Lay out the rows below as a two-column CSV with the header text,answer. Give one line per row, put each field in double quotes, and replace line breaks inside a field with spaces.

-- START OF Raw data --

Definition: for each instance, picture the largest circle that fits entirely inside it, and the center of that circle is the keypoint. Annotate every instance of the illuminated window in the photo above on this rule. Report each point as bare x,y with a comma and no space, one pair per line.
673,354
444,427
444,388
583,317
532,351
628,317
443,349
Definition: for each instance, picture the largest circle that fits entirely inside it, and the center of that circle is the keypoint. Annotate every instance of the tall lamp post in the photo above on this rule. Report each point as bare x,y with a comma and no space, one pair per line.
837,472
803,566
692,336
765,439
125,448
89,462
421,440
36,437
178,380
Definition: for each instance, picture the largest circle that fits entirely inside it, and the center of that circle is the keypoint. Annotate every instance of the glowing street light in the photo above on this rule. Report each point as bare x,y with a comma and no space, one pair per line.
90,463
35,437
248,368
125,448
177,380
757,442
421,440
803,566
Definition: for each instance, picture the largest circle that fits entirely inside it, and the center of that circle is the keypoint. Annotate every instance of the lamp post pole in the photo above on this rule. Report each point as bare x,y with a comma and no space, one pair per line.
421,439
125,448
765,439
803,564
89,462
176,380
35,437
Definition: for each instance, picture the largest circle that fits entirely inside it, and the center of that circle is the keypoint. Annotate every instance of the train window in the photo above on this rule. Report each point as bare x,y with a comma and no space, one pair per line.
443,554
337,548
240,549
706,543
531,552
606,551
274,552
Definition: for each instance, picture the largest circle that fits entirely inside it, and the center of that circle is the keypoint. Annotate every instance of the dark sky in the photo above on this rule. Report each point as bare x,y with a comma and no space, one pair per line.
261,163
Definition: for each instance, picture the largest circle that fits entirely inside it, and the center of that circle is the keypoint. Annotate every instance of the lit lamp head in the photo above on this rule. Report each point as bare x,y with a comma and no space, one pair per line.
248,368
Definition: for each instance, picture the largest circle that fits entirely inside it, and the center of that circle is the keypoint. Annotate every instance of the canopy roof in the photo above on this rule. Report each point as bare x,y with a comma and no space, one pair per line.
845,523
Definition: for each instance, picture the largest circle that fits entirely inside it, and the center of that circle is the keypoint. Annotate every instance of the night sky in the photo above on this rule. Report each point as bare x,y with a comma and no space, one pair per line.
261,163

-- END OF Raw data --

> [Problem solution]:
text,answer
"Definition: for each instance, picture the largest circle that fits entirely inside it, and the center of that circle is the keypoint. Annotate every instance of the illuminated window in the photo above on this rule. Report each point as bare x,y with a comma and no space, one pair per line.","673,354 444,427 444,388 583,317 532,351 628,317 443,349"
"Definition: for each instance, picture the largest circle that fits entirely inside it, and the center of that circle is the keypoint. Annotate every instance of the tall lamp post in the photo above on this rule. Report each point as bare x,y with a comma and no space, one pair per line.","837,472 803,566 692,336 765,439 125,448 89,462 421,440 36,437 178,380"
"Definition: for each instance, picture the largest circle that fits entirely inside it, and the center of that circle is the keypoint. Annotate every instance of the glowing street light in the photo above on this rule. Report each point as bare x,y with a comma and no space, one pair per line.","90,463 35,437 248,368 125,448 177,380 757,442 421,440 803,566"
"Definition: for each instance, picture the largest circle that fits entirely inside it, and the center of that circle is the keypoint. Annotate every instance of the lamp post pole in the photo above on this rule. Report each point as bare x,y with a comma and no space, one pair per line.","421,439 125,448 765,439 803,564 89,462 176,380 35,437"
"Definition: for each instance, picture the largest circle that fits entirely inside it, and the center of that circle is the keypoint. Annotate every instance of the train window in the photo above on this rule. Report each point as bare x,y with a comma and no space, one pair per line.","443,554 337,548 240,549 706,543 531,552 606,551 274,552"
"Definition: for each instance, picture the largest circle that fits entirely inside it, and the center of that circle is the keypoint. Annotate every instance of the dark sky in the photo above on this rule. Report each point as bare x,y with a comma and no space, one pair per line.","261,163"
"Definition: for each instance, picture the largest circle that fits entirely inside it, and the center of that circle is the keypoint. Annotate every instance of the lit lamp head in the photo above on this rule. Report each point as bare x,y with a comma and no space, one pair per line.","248,368"
"Definition: for each instance, picture the largest circle that fits entirely inside it, and the center of that circle is the keypoint. Annotate every instance of the canopy roof in the photo above on this rule. Report each point as bare x,y with a comma and no space, one pair per line.","845,523"
"Definition: for each instance, picture the largest circle that fits entirely inside it, and the center of that circle is the keypoint. Annotate every instance of the night sky in the photo above on this rule. Report each point as bare x,y with a comma and no space, one pair per line.","261,163"